Selected passage |
-- -- --
The radiant nature of the cone- gatherers’ sunlit forest, not far from the submarines spelling war, was ever- present in the book. Another opposition was to appear in later novels, between the spirit-numbing qualities of the Glasgow slums he had experienced in his early teaching days, and a life-enhancing natural beauty which could nourish people in very real ways. This led, for example, to the tragic death of Tom Curdie in The Changeling, when a bumbling but well-meaning schoolteacher tries to rescue one child, at least temporarily, from the life he knows in Glasgow. It also led to the desperate aspirations of slum-dweller Bell McShelvie in Guests of War.

After the war, Jenkins continued to gain a literary reputation, although he was unlucky with most of his publishers: his books were poorly marketed, and seldom appeared in paperback.

He eventually decided against a teaching career, preferring more free time to write, and moved to Dunoon, where he and his wife, May, settled on the beautiful Cowal Peninsula, from then on his home. They had their children, but then Jenkins developed a wanderlust which he ever after questioned. The relentless moralist, he asked himself repeatedly in retrospect whether he should not have stayed in Scotland and helped to criticise, analyse and chastise its shortcomings.

In all, he spent ten years in Afghanistan, Borneo and Spain, each country inspiring new work. The best of these, perhaps, is Dust on the Paw, set in Afghanistan, with a huge array of characters of all races, and "Bonny Chung", a short story about a Chinese in a fine collection, A Far Cry from Bowmore.

Hide Ad
Hide Ad

But meantime, and on his return, he worried about the state of Scotland, and the possibilities of seeing it "with fresh and truthful eyes". He began to believe that religion, which he had always questioned, did "more harm than good", and analysed extremes of "holiness" in A Toast to the Lord and A Would-be Saint.

He was sometimes despondent, famously storing new novels "in the drawer" rather than publishing them.
-- -- --
Record excerpts |
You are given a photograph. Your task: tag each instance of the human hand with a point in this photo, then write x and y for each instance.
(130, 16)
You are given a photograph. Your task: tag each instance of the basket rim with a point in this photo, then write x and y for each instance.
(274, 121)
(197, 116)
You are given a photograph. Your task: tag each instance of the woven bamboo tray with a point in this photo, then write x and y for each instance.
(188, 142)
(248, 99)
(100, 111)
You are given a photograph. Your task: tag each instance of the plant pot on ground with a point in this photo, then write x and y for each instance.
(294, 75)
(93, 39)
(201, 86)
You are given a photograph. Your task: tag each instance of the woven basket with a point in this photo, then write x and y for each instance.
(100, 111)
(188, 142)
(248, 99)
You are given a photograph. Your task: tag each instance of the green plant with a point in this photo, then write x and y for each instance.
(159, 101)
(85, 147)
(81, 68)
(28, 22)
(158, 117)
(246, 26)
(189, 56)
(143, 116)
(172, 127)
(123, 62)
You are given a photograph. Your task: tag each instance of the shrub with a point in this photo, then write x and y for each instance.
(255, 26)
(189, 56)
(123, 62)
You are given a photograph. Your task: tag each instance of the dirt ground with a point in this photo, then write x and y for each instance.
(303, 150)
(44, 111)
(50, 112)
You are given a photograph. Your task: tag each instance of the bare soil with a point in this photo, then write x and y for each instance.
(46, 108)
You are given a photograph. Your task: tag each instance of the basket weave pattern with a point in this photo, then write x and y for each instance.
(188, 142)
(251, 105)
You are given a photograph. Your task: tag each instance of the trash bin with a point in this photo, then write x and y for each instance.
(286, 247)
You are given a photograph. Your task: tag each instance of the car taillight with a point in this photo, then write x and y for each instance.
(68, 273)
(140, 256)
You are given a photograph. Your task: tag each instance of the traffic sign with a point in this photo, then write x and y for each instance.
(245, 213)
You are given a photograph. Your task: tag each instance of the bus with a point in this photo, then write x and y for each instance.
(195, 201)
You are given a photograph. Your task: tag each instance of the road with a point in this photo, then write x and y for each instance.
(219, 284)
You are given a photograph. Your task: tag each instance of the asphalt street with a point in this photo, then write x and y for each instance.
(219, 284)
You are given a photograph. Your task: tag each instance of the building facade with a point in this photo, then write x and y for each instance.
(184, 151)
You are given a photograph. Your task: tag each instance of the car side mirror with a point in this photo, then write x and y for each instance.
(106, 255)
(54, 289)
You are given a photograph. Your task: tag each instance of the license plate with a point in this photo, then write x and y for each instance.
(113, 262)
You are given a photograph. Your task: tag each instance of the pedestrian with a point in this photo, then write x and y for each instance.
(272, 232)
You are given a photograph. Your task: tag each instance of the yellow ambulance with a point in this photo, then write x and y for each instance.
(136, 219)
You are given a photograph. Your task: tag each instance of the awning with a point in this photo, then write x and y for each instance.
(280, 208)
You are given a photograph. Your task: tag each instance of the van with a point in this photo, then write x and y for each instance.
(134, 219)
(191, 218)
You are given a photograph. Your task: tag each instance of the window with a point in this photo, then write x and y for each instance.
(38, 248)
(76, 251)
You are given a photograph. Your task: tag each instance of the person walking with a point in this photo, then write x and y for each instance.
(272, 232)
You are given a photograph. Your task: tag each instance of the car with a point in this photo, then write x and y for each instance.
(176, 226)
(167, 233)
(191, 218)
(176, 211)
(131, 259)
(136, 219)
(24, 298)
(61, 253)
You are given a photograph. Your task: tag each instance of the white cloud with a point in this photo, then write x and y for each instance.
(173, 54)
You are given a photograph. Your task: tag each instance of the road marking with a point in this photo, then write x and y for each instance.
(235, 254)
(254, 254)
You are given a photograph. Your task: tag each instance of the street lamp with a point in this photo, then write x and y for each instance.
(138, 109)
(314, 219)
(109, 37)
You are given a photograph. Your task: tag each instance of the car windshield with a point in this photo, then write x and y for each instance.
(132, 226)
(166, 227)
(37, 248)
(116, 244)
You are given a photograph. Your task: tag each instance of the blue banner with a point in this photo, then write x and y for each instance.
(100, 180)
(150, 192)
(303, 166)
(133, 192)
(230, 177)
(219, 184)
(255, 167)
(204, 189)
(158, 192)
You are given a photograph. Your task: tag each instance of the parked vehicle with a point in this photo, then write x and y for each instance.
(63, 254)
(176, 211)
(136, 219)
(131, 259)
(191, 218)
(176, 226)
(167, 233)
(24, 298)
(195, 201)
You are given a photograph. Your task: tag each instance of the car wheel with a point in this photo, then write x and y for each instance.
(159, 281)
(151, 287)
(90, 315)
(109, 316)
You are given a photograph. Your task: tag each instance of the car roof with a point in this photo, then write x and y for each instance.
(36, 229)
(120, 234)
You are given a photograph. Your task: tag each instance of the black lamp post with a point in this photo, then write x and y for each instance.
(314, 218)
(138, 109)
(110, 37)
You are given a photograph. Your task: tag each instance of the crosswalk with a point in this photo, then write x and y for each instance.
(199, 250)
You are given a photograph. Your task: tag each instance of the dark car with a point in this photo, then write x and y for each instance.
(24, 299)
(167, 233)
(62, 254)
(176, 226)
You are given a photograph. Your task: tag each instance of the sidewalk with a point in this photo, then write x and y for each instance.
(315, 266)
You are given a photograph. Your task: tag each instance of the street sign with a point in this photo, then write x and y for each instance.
-- -- --
Try it |
Pick up the passage about the novelist Jenkins and his career after its last sentence, and write a few more paragraphs in the same style.

Task output |
When I interviewed him in 1985, he saw himself as a lonely and unheeded voice, preaching morals to a Scotland that was heedless. His opinions were damning. "I think I blame Americans for all the troubles in the world, and I blame the English for Scotland being the wee dump that it is."

He repeatedly expressed surprise that I found the "morals" in his books gentler and more compassionate than he retrospectively allowed: he regarded himself as a person "who’s not very given readily to sympathise". If anything, with time he did perhaps soften: the self-appointed scourge of Scotland and apostle of irreverence maybe reached a peak in Just Duffy, and in the many novels he went on to publish, compassion has its due place, as in the work of most great writers.

He was a man of great strength of purpose, which carried him through bad times. Worst was the death of his wife in 1988, which caused him to turn uniquely to verse with a moving tribute, "Now that May has gone". He wrote on, movingly, about old age, in Willie Hogg and Childish Things, while never losing his comic edge. He lost his teacher son, Colin, of heart failure, but rejoiced in his daughters, Anne and Helen, his four grandchildren and seven great-grandchildren in England and the United States.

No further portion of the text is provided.